- **YOUR TASK**
Answer these questions about the Schrödinger's cat text.
(a) What two processes does it name by which quantum systems evolve in time?
(b) What does it say "quantum leap" really means?
(c) What device does it give as an example of a measurement apparatus?

Schrödinger's cat

I think it might be worth our while to take a little look at what’s at the heart of all this confusion, namely, the way quantum systems evolve in time and what happens to them when they are measured, and indeed why there is such a controversy regarding the proper ‘interpretation’ of quantum mechanics.

In this post, tim314 presents a thorough and nevertheless very readable overview of what’s commonly called ‘the measurement problem’, which I’ll be shamelessly cribbing from; however, I’ll be leaving some things out to provide a little more of a ‘digest’ of the issues at hand.

First of all, let’s look at the behaviour of quantum systems. Essentially there are (or at least, appear to be) two different processes by which these systems – and accordingly, their wave functions – evolve in time, commonly referred to as:
[ol]
[li]Unitary evolution[/li][li]State reduction[/li][/ol]
Unitary evolution is basically what the Schrödinger equation (or its relativistic versions) tells us how wave functions are supposed to behave; in a way, it means something like ‘probability conserving’, i.e. if you find a quantum system with some probability in a given state, and then let it evolve unitarily for some time, you’ll find it with the same probability in that unitarily evolved state.

State reduction, now, is basically what happens when you measure a quantum mechanical system and find it to be in some definite state (decayed or undecayed, spin up or spin down, any of those classic examples will do). If you repeat your measurement, you will find the system in the same state. Thus, it is clear that this can’t be a unitary process – where we first (before the first measurement) had a system that could be found with different probabilities in different states, we now have a system that will be found with certainty in one single state (hence, state reduction): probability has not been conserved; the wave function is collapsed.

Just at a point of interest, this is also what’s really meant by ‘quantum leap’ (since the system ‘leaps’ from a superposition of states to a definite one), not, as people commonly think, the phenomenon of tunneling, where a quantum object crosses a barrier it could not classically overcome.

Now, however, the odd thing is (if we all could convince ourselves for a second that what’s been said so far is not odd) that a measurement isn’t really anything but an interaction with some kind of a measurement apparatus – a Geiger counter, for instance --, and that measurement apparatus is itself just an ordinary thing made up out of protons, neutrons, electrons, photons, in short, quantum objects – which ought to follow Schrödinger’s equation and evolve unitarily! What’s more, the interaction – however general we wish to frame this – between measured system and measurement apparatus should similarly be unitary.

This is what Schrödinger’s cat highlights: if all of the processes involved are, indeed, unitary, then, in concordance with the decayed/undecayed atom, the Geiger counter should itself enter a superposed detected/not detected state, the poison vial become broken/unbroken, and the cat dead/alive, which seems obviously absurd and wildly contrary to everyday experience (and measurement, since we do get definitive results from our observations and don’t enter weird superposed states of ‘happy that the experiment worked’/‘worried how to explain all the wasted grant money’).

- **SUPPLIED MATERIAL**
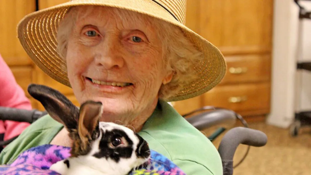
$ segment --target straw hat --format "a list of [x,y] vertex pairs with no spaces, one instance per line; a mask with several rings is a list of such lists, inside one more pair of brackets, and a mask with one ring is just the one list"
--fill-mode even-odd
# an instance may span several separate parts
[[194,68],[200,78],[183,84],[168,101],[194,97],[219,83],[225,73],[223,56],[215,46],[185,25],[186,0],[72,0],[25,16],[18,26],[18,38],[37,65],[57,81],[71,87],[64,67],[65,63],[56,52],[56,33],[59,21],[74,6],[96,5],[115,7],[141,13],[179,27],[203,54],[204,60]]

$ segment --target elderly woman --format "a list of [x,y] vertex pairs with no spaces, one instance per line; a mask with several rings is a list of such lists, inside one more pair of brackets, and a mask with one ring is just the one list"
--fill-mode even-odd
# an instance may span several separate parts
[[[226,68],[216,48],[184,25],[185,0],[73,0],[26,17],[19,38],[35,63],[71,87],[80,103],[101,102],[101,120],[129,126],[187,174],[222,174],[217,150],[167,102],[204,93]],[[70,146],[50,116],[1,155],[50,144]]]

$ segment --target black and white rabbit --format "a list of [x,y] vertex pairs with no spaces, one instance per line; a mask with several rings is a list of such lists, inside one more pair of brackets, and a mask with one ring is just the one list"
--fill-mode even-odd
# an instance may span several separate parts
[[79,109],[49,87],[31,84],[28,90],[52,118],[65,126],[73,141],[71,156],[50,169],[63,175],[125,175],[150,158],[148,144],[138,135],[125,126],[100,121],[101,102],[88,101]]

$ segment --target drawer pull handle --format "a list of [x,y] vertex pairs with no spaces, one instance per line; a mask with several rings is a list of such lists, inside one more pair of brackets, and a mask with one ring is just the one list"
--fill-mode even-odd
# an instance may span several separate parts
[[242,97],[231,97],[229,98],[228,101],[229,103],[236,103],[243,102],[245,102],[247,100],[247,97],[246,96]]
[[231,67],[229,69],[229,72],[232,74],[240,74],[245,73],[247,71],[247,68]]

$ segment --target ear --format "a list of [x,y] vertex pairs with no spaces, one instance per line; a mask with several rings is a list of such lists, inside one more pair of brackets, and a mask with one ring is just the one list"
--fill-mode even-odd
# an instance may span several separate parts
[[81,106],[79,118],[78,133],[82,144],[86,145],[98,127],[103,113],[101,102],[87,101]]
[[40,102],[54,120],[70,130],[77,128],[78,108],[67,98],[55,89],[43,85],[30,84],[28,92]]
[[172,78],[173,78],[173,75],[174,75],[174,73],[172,71],[170,73],[168,74],[163,79],[162,81],[162,83],[163,84],[166,84],[171,82]]

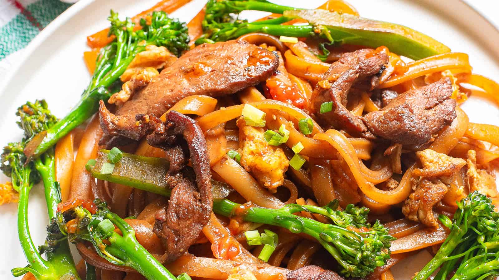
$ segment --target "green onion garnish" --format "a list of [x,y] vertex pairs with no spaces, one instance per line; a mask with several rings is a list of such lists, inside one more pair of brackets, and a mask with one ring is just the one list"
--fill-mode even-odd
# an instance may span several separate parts
[[100,168],[100,173],[102,174],[112,174],[114,171],[114,163],[104,162]]
[[275,248],[279,244],[279,236],[275,232],[269,230],[263,230],[263,233],[261,234],[261,243],[263,244],[268,244],[271,246]]
[[94,168],[95,166],[95,163],[97,163],[97,161],[95,159],[89,159],[87,161],[87,164],[85,164],[85,169],[87,169],[87,171],[90,172],[92,170],[92,168]]
[[333,111],[333,102],[324,102],[320,105],[320,110],[319,111],[321,114],[324,114]]
[[303,144],[301,143],[301,142],[298,142],[293,145],[293,147],[291,148],[291,149],[293,150],[293,151],[295,153],[298,153],[301,151],[301,150],[303,149],[305,147],[303,146]]
[[97,225],[97,230],[102,235],[102,238],[107,238],[111,236],[114,231],[114,225],[109,219],[101,221]]
[[261,249],[261,252],[260,252],[260,255],[258,256],[258,258],[261,260],[263,262],[268,262],[268,259],[270,259],[270,256],[272,253],[274,252],[275,250],[275,248],[272,247],[271,245],[268,244],[265,244],[263,246],[263,249]]
[[289,165],[295,170],[300,170],[304,163],[305,158],[299,153],[295,153],[291,160],[289,160]]
[[265,126],[265,113],[250,104],[245,104],[241,115],[245,117],[247,125],[262,128]]
[[246,242],[250,246],[252,245],[261,245],[263,243],[261,242],[261,238],[260,237],[260,233],[257,230],[248,231],[245,233],[246,236]]
[[263,137],[267,142],[273,146],[278,146],[282,143],[282,136],[273,130],[267,130],[263,134]]
[[231,158],[237,161],[238,163],[241,163],[241,155],[237,151],[234,150],[231,150],[227,152],[227,155]]
[[107,159],[111,163],[116,163],[119,161],[120,159],[121,159],[121,158],[123,157],[123,152],[116,147],[111,149],[111,150],[109,151],[109,153],[107,154]]
[[177,279],[178,280],[192,280],[191,277],[185,272],[177,277]]
[[313,123],[310,118],[302,119],[298,122],[298,128],[300,129],[301,133],[305,135],[308,135],[312,134],[313,130]]
[[279,134],[282,136],[280,142],[283,144],[287,142],[287,140],[289,139],[289,131],[286,129],[286,126],[284,125],[284,124],[281,125],[279,128]]

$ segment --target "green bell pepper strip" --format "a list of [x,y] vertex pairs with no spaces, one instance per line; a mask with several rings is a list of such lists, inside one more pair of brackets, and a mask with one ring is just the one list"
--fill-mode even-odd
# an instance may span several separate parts
[[417,60],[451,51],[432,37],[406,26],[323,9],[289,10],[284,16],[300,18],[327,28],[334,42],[372,48],[386,46],[390,51]]

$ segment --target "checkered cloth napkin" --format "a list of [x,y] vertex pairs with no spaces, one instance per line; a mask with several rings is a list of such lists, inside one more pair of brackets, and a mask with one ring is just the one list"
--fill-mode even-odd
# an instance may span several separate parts
[[0,0],[0,77],[22,49],[71,4],[59,0]]

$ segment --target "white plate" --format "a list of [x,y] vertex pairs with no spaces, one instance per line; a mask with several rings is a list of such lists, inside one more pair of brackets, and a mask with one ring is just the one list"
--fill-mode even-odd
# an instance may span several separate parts
[[[18,140],[21,131],[15,124],[16,108],[26,100],[47,100],[52,111],[63,116],[74,105],[89,77],[82,59],[87,49],[87,35],[107,25],[110,9],[123,16],[133,15],[158,0],[80,0],[60,15],[38,35],[24,51],[24,59],[12,69],[0,88],[0,144]],[[280,0],[280,3],[314,7],[324,0]],[[201,8],[203,0],[194,0],[173,13],[189,21]],[[350,0],[366,17],[403,24],[430,35],[454,51],[470,54],[476,73],[499,80],[499,31],[478,12],[457,0]],[[433,2],[437,2],[434,3]],[[493,2],[489,1],[489,2]],[[489,3],[498,10],[497,4]],[[261,14],[248,14],[257,17]],[[1,87],[1,85],[0,85]],[[499,93],[498,93],[499,94]],[[499,110],[483,100],[472,98],[463,108],[474,122],[499,124]],[[3,175],[0,181],[6,178]],[[35,243],[45,238],[47,218],[41,187],[35,187],[29,202],[29,222]],[[23,256],[16,230],[14,204],[0,207],[2,254],[0,255],[0,279],[13,279],[10,270],[23,267]],[[409,280],[427,258],[425,253],[401,264],[394,270],[395,279]]]

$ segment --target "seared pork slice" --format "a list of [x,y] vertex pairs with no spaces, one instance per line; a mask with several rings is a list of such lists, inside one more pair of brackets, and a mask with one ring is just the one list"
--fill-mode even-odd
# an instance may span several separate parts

- **ANSWER TO THE TASK**
(a) Unitary evolution and state reduction.
(b) The system leaping from a superposition of states to a definite one, not tunneling.
(c) A Geiger counter.